» Excerpt to read:

────────

Some nutrients found in these fat burners can help to maximize recovery on days you’re not training, so go right ahead and take them.

With that said, fat burners aren’t inherently dangerous to take on non-workout days if they’re like Burn Lab Pro and not loaded with stimulants, and that’s a big IF.

If you’re taking fat burners that are loaded with stimulants, save your body the stress and keep them only for training days.

Either way, there are a few things to keep in mind:

Fat Burners Shouldn’t be Used Forever

Just like any other supplement you’re taking, whether natural or non, your body needs a break from them at some point—fat burners included.

This is because your body is superb at adapting.

Think of fat burners like a drug. You take a certain amount the first time, and it works great. You take it a second time, and you need more to get that initial reaction.

And after a few months, you’re practically taking the entire bag to get the same effect.

Desensitization is one possibility, and it can happen pretty quickly when you’re taking supplements, especially those with caffeine. Your body gets used to what you’re giving it to where the current dosage no longer works.

And what do people do in response to that? They bump up what they’re taking. Eventually, though, that backfires.

Stimulants can do more harm than good

When you’re continually pumping your body with stimulants, your body will respond by doing the exact opposite of what you want.

It becomes overloaded, stressed, and slows down your metabolic rate to compensate. It’s a little thing called adrenal fatigue.

When you hit the point of exhaustion from over-stimulation, you’re in a bit of a pickle.

────────

» What to do: Update the fat burner passage between "Just like any" and "that initial reaction.", inclusive, changing "superb" to "excellent".

» Given records:
────────

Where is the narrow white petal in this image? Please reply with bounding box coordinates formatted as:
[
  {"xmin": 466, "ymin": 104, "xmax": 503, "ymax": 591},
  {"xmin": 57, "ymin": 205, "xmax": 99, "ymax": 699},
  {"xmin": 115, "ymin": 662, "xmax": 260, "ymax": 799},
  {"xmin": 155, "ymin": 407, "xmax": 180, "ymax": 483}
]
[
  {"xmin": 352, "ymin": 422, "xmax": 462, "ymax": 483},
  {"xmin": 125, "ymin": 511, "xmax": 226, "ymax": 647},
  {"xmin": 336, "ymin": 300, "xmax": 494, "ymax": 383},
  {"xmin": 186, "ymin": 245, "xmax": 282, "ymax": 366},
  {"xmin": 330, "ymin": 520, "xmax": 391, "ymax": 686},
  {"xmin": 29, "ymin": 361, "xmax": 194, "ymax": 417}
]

────────

» Written answer:
Just like any other supplement you’re taking, whether natural or non, your body needs a break from them at some point—fat burners included.

This is because your body is excellent at adapting.

Think of fat burners like a drug. You take a certain amount the first time, and it works great. You take it a second time, and you need more to get that initial reaction.